*Work request:* Set down, word for word, the part of the White Elephant gift article below that opens with the words containing "Strategy #1: Deception" and closes with "thing doesn’t work!".

*Provided passage:*
━━━━
Get Smart About Giving The Perfect White Elephant Gift

by DGO Web Administrator

Dreading your office Christmas party? Totally flummoxed over what to bring to the White Elephant gift exchange? Let Anna Rousseau, Geoff Johnson and Chip Johnson from Durango DOT Comedy offer their proven strategies for choosing the perfect White Elephant gift.

Strategy #1: Deception

Something that looks legitimate and desirable, but is actually broken or in some state of disrepair.

Geoff: We have, like, eight TVs at my house, and at least two of them are busted. When someone opens the big box, everyone’s going to be like, “TV!” and they’re all going to fight over it, only to get it home, plug it in and realize the [expletive-ing] thing doesn’t work!
━━━━
[Records in a dataset]
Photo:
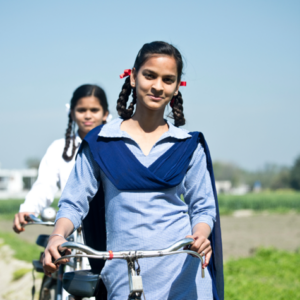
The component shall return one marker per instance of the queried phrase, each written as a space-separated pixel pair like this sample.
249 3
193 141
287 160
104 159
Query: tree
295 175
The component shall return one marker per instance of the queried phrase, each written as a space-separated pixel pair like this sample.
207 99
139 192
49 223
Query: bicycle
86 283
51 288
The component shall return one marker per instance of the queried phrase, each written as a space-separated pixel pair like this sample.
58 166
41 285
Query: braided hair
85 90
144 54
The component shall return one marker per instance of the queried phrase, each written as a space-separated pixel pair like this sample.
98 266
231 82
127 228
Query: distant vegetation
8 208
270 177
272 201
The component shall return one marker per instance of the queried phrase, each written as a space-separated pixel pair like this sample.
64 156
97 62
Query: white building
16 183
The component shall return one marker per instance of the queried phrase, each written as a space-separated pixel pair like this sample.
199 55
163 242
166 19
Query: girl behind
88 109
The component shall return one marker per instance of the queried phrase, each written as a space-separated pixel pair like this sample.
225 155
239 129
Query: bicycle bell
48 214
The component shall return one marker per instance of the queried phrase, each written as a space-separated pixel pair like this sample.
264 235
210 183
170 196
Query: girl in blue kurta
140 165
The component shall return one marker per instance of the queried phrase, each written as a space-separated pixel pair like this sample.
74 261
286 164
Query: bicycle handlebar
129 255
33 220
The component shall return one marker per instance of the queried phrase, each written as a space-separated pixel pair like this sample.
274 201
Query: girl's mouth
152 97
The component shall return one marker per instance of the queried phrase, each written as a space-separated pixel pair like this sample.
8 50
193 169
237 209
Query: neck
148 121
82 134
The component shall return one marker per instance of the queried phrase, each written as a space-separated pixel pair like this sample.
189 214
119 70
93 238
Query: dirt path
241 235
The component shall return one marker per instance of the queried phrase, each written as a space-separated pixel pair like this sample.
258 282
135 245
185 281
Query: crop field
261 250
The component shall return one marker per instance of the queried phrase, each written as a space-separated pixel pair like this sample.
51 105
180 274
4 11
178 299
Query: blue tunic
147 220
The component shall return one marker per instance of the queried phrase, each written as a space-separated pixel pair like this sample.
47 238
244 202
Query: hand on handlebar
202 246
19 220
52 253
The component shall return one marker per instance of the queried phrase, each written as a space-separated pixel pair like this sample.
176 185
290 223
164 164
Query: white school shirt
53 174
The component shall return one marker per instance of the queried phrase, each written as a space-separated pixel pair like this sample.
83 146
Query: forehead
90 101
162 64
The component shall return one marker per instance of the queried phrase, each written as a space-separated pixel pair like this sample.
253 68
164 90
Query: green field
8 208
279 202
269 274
━━━━
*Your response:*
Strategy #1: Deception

Something that looks legitimate and desirable, but is actually broken or in some state of disrepair.

Geoff: We have, like, eight TVs at my house, and at least two of them are busted. When someone opens the big box, everyone’s going to be like, “TV!” and they’re all going to fight over it, only to get it home, plug it in and realize the [expletive-ing] thing doesn’t work!